> [Your instructions]: Count the lines of the data that contain the string "person", treating case as significant. Reply with the number only.

> [Extracted entries]:
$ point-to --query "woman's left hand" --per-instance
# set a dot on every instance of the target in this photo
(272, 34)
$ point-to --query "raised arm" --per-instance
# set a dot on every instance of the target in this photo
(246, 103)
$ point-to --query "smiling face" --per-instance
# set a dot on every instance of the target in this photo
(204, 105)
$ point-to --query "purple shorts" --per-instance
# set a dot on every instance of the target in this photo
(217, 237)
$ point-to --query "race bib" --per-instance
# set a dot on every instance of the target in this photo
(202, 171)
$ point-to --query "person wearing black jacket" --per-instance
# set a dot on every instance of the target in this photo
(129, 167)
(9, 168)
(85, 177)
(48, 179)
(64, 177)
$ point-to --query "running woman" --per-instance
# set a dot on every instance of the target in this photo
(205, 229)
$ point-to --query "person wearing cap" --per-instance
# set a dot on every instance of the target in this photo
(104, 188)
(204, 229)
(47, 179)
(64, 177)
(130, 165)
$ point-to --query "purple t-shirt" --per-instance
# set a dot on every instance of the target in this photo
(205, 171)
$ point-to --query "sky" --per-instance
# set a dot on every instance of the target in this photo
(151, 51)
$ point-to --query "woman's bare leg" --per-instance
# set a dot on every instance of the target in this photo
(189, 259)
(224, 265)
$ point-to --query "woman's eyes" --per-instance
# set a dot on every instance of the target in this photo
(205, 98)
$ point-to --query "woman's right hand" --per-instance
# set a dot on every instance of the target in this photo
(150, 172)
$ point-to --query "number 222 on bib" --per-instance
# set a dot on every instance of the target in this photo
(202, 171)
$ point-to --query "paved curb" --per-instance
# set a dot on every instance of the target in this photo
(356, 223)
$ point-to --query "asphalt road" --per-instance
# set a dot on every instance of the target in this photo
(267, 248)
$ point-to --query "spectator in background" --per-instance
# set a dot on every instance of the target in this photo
---
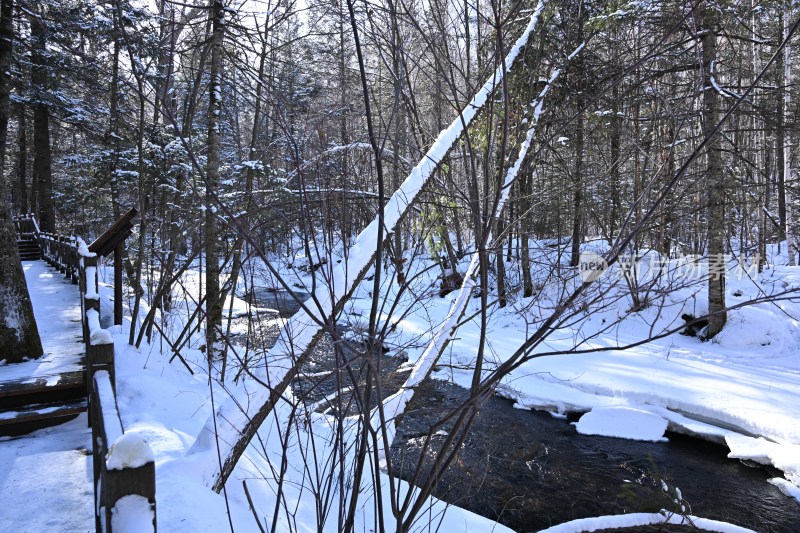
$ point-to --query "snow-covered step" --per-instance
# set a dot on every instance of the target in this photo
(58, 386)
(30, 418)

> [Solved problem]: 2